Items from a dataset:
== Segment start ==
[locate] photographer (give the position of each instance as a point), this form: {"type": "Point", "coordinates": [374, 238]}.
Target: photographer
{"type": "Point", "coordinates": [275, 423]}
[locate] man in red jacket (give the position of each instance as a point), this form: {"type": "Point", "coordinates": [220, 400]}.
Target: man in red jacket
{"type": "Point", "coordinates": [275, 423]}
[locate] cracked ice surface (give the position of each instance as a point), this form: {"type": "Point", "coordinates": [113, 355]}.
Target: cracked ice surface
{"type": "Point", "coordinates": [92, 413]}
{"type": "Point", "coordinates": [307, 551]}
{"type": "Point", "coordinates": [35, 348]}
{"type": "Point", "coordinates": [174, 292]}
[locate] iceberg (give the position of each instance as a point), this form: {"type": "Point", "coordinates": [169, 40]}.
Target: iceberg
== Segment end ==
Work instructions —
Write out all of the records word for word.

Answer for the task —
[locate] photographer (give the position of each instance as a point), this form: {"type": "Point", "coordinates": [374, 238]}.
Target: photographer
{"type": "Point", "coordinates": [275, 423]}
[locate] man in red jacket (give the position of each instance as a point), this form: {"type": "Point", "coordinates": [220, 400]}.
Target: man in red jacket
{"type": "Point", "coordinates": [275, 423]}
[locate] cracked ice surface (give the position of each instance as a point), this form: {"type": "Point", "coordinates": [113, 355]}.
Target: cracked ice surface
{"type": "Point", "coordinates": [92, 413]}
{"type": "Point", "coordinates": [307, 551]}
{"type": "Point", "coordinates": [35, 348]}
{"type": "Point", "coordinates": [174, 292]}
[locate] iceberg (give the position of each instance as a point), this form: {"type": "Point", "coordinates": [169, 40]}.
Target: iceberg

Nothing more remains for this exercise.